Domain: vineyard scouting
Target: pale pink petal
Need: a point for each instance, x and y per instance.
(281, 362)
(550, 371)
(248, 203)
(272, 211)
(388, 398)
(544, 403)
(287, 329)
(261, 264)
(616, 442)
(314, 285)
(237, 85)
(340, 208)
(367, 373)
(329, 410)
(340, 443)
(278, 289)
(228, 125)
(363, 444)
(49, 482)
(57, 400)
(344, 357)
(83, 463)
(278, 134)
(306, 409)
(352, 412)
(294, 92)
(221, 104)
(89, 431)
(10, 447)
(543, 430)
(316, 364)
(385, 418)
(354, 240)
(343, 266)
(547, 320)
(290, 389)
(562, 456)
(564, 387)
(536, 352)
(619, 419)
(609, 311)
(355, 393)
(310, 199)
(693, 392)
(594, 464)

EXERCISE REQUIREMENTS: Lines from the one that contains "Target: pale pink petal" through the final line of the entries must be duplicated exactly, and no other lines.

EXERCISE OUTPUT:
Target: pale pink petal
Need: a point for each instance, x and y per instance.
(281, 362)
(550, 371)
(248, 203)
(272, 211)
(388, 398)
(544, 403)
(287, 329)
(261, 264)
(616, 442)
(314, 285)
(237, 85)
(340, 208)
(367, 373)
(329, 410)
(340, 443)
(278, 289)
(228, 125)
(363, 444)
(49, 482)
(57, 400)
(344, 357)
(83, 463)
(278, 134)
(306, 409)
(352, 412)
(294, 92)
(221, 104)
(89, 431)
(10, 447)
(543, 430)
(316, 364)
(385, 418)
(354, 240)
(343, 266)
(547, 320)
(290, 389)
(562, 456)
(564, 387)
(536, 352)
(619, 419)
(609, 311)
(355, 393)
(310, 199)
(693, 392)
(594, 464)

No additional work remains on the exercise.